# [Instruction 1]
Decide whether each statement below agrees with the passage on Armidale's schools, answering yes or no and quoting the deciding words of the passage: (a) TAS was founded in 1894. (b) Public education in Armidale had four primary schools. (c) The buildings of Armidale High School were completed in 1920.
# [Instruction 2]
From the passage on Armidale's schools, extract the part that runs from "Founded in 1894, TAS" up to and including "determine Armidale’s future.", copying it word for word.

# [Passage]
-- BEGIN --
Discussions on the history and historiography of Australia's New England

Wednesday, March 10, 2021

Armidale's education base established


Founded in 1894, TAS was part of the education growth of Armidale. The photo shows Dorm 2 in 1913. Conditions were Spartan by today’s standards! This is the third in a series exploring the rise, fall and slow recovery of the city of Armidale  

The last decades of the nineteenth and first decades of the twentieth century saw the establishment of the educational base that would determine Armidale’s future. 

By 1923, Armidale had established an articulated school structure that was remarkable for its time and would be familiar to Armidale residents for the next fifty years.  

In public education, there were three primary schools:

  • Armidale Superior Public School (1865) later Armidale Demonstration School, later still Armidale City Public School
  • West End (1890), later West Armidale Public School, later still Drummond Memorial School
  • North Armidale (1900) late Ben Venue (1914).

These primary schools, along with those in the surrounding districts, fed into the newly established Armidale High School (from 1920, buildings completed 1923). With time, a number of Church hostels would be established to provide boarding accommodation for those attending Armidale High.
-- END --
# [Information provided]
-- BEGIN --
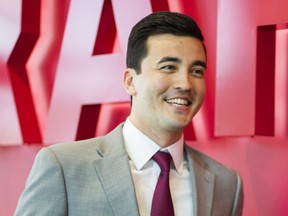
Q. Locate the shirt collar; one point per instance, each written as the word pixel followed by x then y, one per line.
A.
pixel 141 148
-- END --
# [Problem solution 1]
(a) Yes: "Founded in 1894, TAS was part of the education growth of Armidale."
(b) No: "In public education, there were three primary schools"
(c) No: "(from 1920, buildings completed 1923)"

# [Problem solution 2]
Founded in 1894, TAS was part of the education growth of Armidale. The photo shows Dorm 2 in 1913. Conditions were Spartan by today’s standards! This is the third in a series exploring the rise, fall and slow recovery of the city of Armidale  

The last decades of the nineteenth and first decades of the twentieth century saw the establishment of the educational base that would determine Armidale’s future.